Referring expression data
----
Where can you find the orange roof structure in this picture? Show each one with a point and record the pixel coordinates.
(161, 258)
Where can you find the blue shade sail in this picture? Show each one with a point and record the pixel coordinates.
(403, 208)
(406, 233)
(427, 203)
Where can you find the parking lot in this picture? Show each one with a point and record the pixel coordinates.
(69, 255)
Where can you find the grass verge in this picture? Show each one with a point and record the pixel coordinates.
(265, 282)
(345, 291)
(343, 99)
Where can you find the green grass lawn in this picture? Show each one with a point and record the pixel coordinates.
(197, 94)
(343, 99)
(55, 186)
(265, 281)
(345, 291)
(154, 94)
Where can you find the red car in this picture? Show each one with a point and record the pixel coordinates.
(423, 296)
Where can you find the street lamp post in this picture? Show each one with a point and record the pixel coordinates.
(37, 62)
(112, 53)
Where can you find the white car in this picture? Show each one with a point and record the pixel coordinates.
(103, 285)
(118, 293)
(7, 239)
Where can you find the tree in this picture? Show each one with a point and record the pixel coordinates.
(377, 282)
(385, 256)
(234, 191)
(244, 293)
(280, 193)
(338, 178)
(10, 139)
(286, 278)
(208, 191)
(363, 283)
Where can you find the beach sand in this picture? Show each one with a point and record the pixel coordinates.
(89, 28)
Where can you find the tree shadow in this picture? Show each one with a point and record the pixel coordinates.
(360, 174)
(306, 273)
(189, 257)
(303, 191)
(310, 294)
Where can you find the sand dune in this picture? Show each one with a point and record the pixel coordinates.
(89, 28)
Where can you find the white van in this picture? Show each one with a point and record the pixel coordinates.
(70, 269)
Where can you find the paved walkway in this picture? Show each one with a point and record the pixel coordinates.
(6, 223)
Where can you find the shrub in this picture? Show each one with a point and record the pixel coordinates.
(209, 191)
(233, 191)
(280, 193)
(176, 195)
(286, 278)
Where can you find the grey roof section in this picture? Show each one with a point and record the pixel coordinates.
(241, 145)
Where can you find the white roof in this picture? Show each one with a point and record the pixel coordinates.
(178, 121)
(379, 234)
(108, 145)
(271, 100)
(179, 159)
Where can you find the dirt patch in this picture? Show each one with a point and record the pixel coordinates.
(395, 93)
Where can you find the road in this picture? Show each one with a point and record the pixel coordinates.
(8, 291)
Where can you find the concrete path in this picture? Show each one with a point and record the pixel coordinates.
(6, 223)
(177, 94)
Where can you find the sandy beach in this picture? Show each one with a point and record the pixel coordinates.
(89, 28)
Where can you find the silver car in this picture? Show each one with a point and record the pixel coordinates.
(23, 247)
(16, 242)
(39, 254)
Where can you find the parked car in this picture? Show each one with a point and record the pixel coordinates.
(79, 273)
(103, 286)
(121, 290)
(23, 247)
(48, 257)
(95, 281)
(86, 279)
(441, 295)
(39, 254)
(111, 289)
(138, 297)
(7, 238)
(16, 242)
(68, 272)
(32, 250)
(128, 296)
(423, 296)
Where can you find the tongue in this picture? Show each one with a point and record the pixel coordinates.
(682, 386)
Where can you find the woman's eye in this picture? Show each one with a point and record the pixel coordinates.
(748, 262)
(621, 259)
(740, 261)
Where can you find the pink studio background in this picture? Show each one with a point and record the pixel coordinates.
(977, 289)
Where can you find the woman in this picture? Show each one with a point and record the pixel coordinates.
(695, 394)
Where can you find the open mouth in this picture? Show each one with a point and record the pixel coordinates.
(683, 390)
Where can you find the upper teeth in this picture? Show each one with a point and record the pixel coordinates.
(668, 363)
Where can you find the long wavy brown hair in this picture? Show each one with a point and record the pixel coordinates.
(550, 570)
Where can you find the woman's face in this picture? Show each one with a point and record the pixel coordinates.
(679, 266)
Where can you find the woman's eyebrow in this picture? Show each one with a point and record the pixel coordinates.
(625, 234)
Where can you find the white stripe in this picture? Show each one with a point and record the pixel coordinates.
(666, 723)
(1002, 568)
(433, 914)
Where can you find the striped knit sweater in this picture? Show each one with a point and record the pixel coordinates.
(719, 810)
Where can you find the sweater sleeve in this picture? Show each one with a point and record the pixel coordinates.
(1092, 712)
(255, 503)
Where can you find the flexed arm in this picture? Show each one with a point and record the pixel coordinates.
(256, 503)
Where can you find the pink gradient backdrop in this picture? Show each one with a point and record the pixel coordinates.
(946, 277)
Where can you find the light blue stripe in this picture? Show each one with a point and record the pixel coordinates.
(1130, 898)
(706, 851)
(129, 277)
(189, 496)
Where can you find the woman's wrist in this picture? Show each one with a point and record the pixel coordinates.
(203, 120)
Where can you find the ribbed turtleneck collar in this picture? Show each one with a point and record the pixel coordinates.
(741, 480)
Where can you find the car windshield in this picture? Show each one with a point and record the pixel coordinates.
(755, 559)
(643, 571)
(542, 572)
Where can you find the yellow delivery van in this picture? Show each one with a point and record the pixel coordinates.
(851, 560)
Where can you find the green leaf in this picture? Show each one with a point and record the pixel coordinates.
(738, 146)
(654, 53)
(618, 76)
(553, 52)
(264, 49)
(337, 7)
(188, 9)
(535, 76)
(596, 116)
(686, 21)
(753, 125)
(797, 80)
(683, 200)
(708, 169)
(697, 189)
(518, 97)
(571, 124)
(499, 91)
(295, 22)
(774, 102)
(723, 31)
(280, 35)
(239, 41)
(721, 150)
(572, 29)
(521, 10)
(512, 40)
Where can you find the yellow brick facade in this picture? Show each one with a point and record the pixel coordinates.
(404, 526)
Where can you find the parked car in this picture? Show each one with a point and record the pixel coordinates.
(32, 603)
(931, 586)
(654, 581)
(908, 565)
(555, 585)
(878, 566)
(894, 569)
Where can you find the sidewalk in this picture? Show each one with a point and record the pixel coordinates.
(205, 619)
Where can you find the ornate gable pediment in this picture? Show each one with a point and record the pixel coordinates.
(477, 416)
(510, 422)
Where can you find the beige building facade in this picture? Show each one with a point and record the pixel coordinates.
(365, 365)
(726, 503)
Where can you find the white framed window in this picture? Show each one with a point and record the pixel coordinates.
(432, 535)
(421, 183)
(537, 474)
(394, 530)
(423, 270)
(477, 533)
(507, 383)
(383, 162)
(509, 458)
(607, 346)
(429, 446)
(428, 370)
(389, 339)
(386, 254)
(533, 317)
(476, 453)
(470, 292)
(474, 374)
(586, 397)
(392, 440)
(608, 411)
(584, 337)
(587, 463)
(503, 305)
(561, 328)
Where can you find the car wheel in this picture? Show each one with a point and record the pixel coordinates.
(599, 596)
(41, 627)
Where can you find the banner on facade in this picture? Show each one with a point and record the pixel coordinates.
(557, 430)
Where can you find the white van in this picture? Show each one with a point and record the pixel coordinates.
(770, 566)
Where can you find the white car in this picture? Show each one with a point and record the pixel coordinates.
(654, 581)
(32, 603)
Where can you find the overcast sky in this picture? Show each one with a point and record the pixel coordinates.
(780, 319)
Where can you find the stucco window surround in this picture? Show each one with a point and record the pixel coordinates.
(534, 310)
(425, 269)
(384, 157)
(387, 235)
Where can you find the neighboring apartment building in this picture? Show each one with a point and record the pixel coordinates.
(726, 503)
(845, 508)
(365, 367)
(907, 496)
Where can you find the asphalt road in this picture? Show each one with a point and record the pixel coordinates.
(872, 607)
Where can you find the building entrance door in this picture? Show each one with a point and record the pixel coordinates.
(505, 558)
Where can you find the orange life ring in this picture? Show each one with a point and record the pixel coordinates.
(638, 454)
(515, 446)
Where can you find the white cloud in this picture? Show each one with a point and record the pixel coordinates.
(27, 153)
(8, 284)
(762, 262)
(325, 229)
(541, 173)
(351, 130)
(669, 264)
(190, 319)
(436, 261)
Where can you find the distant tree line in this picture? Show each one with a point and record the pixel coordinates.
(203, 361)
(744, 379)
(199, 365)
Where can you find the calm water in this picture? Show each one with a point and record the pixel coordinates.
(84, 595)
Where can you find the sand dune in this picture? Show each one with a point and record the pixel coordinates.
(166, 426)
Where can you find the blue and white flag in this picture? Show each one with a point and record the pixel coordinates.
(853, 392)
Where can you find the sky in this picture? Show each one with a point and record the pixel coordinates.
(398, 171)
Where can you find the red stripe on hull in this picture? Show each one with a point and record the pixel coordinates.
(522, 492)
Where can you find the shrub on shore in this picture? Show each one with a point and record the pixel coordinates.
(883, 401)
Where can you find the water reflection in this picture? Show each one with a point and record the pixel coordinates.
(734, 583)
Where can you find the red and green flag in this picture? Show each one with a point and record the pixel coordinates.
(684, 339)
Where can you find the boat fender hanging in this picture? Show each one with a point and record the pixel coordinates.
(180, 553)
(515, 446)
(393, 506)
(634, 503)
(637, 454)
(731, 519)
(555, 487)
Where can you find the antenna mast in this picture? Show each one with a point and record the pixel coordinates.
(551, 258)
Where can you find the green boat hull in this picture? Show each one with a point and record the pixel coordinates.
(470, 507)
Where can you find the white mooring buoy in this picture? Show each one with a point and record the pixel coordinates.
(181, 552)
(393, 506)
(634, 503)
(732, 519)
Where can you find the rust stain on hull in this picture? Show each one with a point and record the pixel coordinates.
----
**WORK REQUIRED:**
Your answer must be the lines from the one containing "Where can you find the red and" through the last line of the entries, copied exactly, with no other lines.

**ANSWER BELOW:**
Where can you find the red and green flag in this picture? Show each one with a point and record the pixel coordinates.
(684, 339)
Where can you find the boat fender hanging in this picture? Show each one with a point and record the pixel coordinates.
(180, 553)
(515, 446)
(393, 506)
(634, 503)
(637, 454)
(731, 519)
(555, 487)
Where can you find the antenna mast in this picture? Show each one with a point and record the pixel coordinates.
(551, 258)
Where can you find the green boat hull in this picture? Show each one with a point and record the pixel coordinates.
(470, 507)
Where can you find the white mooring buoy in this picture? Show each one with a point and record the pixel coordinates.
(181, 552)
(393, 506)
(634, 503)
(732, 519)
Where can you find the rust stain on hull in this picture? Show each one with a point and record the pixel coordinates.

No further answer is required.